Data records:
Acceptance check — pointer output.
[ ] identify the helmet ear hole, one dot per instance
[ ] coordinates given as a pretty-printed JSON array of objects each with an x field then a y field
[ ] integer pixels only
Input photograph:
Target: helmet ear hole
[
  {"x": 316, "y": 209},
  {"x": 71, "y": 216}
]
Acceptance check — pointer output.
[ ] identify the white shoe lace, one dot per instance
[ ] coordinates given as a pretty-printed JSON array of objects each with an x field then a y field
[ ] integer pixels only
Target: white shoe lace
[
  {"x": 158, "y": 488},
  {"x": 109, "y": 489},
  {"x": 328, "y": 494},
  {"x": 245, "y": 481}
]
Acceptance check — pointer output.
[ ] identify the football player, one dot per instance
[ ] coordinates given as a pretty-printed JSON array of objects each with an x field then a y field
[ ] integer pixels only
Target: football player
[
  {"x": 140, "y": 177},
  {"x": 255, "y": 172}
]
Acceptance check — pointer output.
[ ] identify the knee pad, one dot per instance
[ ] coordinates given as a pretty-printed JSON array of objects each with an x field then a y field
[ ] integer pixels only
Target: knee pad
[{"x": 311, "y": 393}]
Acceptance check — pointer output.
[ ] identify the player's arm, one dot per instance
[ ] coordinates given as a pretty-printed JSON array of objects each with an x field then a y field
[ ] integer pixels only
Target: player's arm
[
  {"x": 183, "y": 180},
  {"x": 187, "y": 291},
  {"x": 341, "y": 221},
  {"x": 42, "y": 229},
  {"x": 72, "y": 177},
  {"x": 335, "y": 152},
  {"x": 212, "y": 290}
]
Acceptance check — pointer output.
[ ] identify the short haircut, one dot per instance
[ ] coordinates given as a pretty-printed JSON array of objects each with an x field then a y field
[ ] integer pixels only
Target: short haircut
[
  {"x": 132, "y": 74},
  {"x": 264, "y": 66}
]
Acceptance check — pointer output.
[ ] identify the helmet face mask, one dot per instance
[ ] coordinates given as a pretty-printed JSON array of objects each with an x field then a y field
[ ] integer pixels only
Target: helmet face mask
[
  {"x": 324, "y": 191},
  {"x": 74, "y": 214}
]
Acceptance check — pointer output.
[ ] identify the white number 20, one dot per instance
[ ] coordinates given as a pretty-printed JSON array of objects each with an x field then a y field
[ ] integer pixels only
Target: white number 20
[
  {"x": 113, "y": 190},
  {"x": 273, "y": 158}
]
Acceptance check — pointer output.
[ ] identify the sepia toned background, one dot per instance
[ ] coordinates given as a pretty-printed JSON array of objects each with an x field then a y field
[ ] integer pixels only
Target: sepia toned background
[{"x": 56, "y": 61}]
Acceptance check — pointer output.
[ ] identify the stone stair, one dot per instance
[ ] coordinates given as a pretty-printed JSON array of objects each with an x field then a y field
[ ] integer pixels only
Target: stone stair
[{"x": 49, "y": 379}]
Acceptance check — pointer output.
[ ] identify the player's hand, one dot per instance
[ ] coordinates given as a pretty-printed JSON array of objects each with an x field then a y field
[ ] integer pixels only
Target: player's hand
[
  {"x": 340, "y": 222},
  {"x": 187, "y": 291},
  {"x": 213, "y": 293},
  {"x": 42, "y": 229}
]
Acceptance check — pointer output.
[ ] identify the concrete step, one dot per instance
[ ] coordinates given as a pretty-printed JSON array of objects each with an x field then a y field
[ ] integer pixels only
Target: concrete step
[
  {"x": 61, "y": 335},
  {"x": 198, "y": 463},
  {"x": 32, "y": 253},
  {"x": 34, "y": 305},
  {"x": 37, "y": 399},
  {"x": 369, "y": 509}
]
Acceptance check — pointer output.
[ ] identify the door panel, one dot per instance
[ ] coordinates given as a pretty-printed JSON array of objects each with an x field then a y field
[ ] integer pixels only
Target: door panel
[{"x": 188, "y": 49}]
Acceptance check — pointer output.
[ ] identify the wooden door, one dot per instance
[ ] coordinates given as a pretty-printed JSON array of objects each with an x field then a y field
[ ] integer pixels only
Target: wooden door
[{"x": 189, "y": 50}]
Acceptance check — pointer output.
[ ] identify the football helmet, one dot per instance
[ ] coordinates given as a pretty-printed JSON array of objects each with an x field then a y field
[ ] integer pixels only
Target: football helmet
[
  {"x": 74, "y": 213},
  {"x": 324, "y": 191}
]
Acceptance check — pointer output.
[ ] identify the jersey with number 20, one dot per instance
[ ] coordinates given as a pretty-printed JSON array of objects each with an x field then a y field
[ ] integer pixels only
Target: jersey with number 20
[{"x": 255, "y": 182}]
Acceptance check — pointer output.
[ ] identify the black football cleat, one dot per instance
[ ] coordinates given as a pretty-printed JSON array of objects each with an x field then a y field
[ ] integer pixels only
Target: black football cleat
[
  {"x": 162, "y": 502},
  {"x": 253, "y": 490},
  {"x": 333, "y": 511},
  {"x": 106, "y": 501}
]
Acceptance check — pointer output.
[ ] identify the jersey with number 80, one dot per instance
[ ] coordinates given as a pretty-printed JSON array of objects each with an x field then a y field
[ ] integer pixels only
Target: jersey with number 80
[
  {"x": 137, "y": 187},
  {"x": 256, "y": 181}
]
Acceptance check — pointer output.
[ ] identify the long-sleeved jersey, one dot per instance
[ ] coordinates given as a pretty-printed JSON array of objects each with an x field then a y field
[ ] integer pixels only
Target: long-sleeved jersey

PROBLEM STATEMENT: Please copy out the data above exactly.

OUTPUT FOR THIS TASK:
Acceptance check — pointer output.
[ ] identify the helmet ear hole, one dot per instance
[ ] coordinates given as a pretty-printed JSON array of objects each with an x field then a y field
[ ] integer pixels only
Input photograph:
Target: helmet ear hole
[
  {"x": 316, "y": 209},
  {"x": 71, "y": 216}
]
Acceptance check — pointer output.
[ ] identify the white shoe lace, one dot per instance
[ ] coordinates given as a pretty-printed JSON array of objects each with an x field then a y field
[ ] integer pixels only
Target: white shoe lace
[
  {"x": 158, "y": 488},
  {"x": 109, "y": 489},
  {"x": 328, "y": 494},
  {"x": 245, "y": 481}
]
Acceptance check — pointer output.
[ ] identify the football player, one dot per instance
[ ] coordinates given as a pretty-printed JSON array of objects each with an x field then a y field
[ ] integer pixels only
Target: football player
[
  {"x": 140, "y": 177},
  {"x": 255, "y": 172}
]
Acceptance check — pointer output.
[ ] identify the knee pad, one dot per instance
[ ] coordinates given as a pretty-printed JSON array of objects each with an x field then a y field
[ ] integer pixels only
Target: knee pad
[{"x": 311, "y": 393}]
Acceptance check — pointer output.
[ ] identify the player's arm, one dot per instance
[ ] coordinates given as a pretty-printed JSON array of objects each with an x field then a y field
[ ] integer pixels only
Target: player's arm
[
  {"x": 183, "y": 180},
  {"x": 187, "y": 291},
  {"x": 341, "y": 221},
  {"x": 42, "y": 229},
  {"x": 72, "y": 177},
  {"x": 335, "y": 152},
  {"x": 212, "y": 290}
]
Acceptance check — pointer output.
[ ] identify the short haircut, one dot per instance
[ ] coordinates given as a pretty-printed JSON array of objects each with an x field then a y field
[ ] integer pixels only
Target: short haircut
[
  {"x": 132, "y": 74},
  {"x": 264, "y": 66}
]
Acceptance check — pointer output.
[ ] identify the helmet face mask, one dot per instance
[ ] coordinates given as a pretty-printed JSON array of objects each with an x field then a y field
[ ] integer pixels only
Target: helmet face mask
[
  {"x": 324, "y": 191},
  {"x": 74, "y": 214}
]
Acceptance check — pointer output.
[ ] identify the white number 20, one dot per instance
[ ] coordinates given as a pretty-printed JSON array of objects each with an x field then a y field
[ ] integer pixels only
Target: white number 20
[
  {"x": 113, "y": 190},
  {"x": 273, "y": 158}
]
Acceptance check — pointer output.
[ ] identify the sepia toned background, one dot per instance
[ ] coordinates given as a pretty-printed JSON array of objects each with an x field then a y field
[ ] integer pixels only
Target: sepia toned background
[{"x": 56, "y": 61}]
Acceptance check — pointer output.
[ ] identify the stone stair, one dot per instance
[ ] coordinates given as a pretty-printed JSON array of objects each with an x field then a y field
[ ] integer pixels only
Target: stone stair
[{"x": 49, "y": 379}]
Acceptance check — pointer output.
[ ] identify the player's hand, one dot per instance
[ ] coordinates given as a pretty-printed JSON array of objects each with an x field then a y field
[ ] integer pixels only
Target: player's hand
[
  {"x": 340, "y": 222},
  {"x": 187, "y": 291},
  {"x": 213, "y": 293},
  {"x": 42, "y": 229}
]
Acceptance check — pointer output.
[ ] identify the concrete step, one dot per instance
[ ] coordinates given as a pretty-printed JSON array of objects each with an x field then a y field
[ ] integer pixels only
Target: concrete step
[
  {"x": 61, "y": 335},
  {"x": 198, "y": 463},
  {"x": 32, "y": 253},
  {"x": 34, "y": 305},
  {"x": 37, "y": 399},
  {"x": 369, "y": 509}
]
Acceptance check — pointer output.
[ ] identify the door panel, one dot per instance
[ ] coordinates given as a pretty-printed JSON array of objects each with an x field then a y field
[ ] integer pixels only
Target: door panel
[{"x": 188, "y": 49}]
Acceptance check — pointer output.
[ ] identify the wooden door, one dot per instance
[ ] coordinates given as a pretty-printed JSON array of objects each with an x field then a y field
[ ] integer pixels only
Target: wooden door
[{"x": 189, "y": 50}]
Acceptance check — pointer output.
[ ] identify the football helmet, one dot per instance
[ ] coordinates given as a pretty-printed JSON array of objects each with an x field then a y field
[ ] integer pixels only
Target: football helmet
[
  {"x": 74, "y": 213},
  {"x": 324, "y": 191}
]
Acceptance check — pointer output.
[ ] identify the jersey with number 20, one dot per instance
[ ] coordinates given as a pretty-printed JSON array of objects each with an x field then a y field
[ ] integer pixels only
Target: jersey with number 20
[{"x": 255, "y": 182}]
Acceptance check — pointer output.
[ ] identify the black football cleat, one dot per instance
[ ] coordinates given as a pretty-printed JSON array of objects each with an x field then a y field
[ ] integer pixels only
Target: black football cleat
[
  {"x": 162, "y": 502},
  {"x": 253, "y": 490},
  {"x": 333, "y": 511},
  {"x": 106, "y": 501}
]
Acceptance check — pointer output.
[ ] identify the jersey with number 80, one dot per instance
[ ] coordinates given as a pretty-printed JSON array of objects each with an x field then a y field
[ ] integer pixels only
Target: jersey with number 80
[
  {"x": 137, "y": 187},
  {"x": 256, "y": 181}
]
Acceptance check — pointer output.
[ ] identify the long-sleeved jersey, one dot per instance
[ ] coordinates given as a pretty-printed JSON array of objects each with an x field then a y field
[ ] integer pixels only
Target: long-sleeved jersey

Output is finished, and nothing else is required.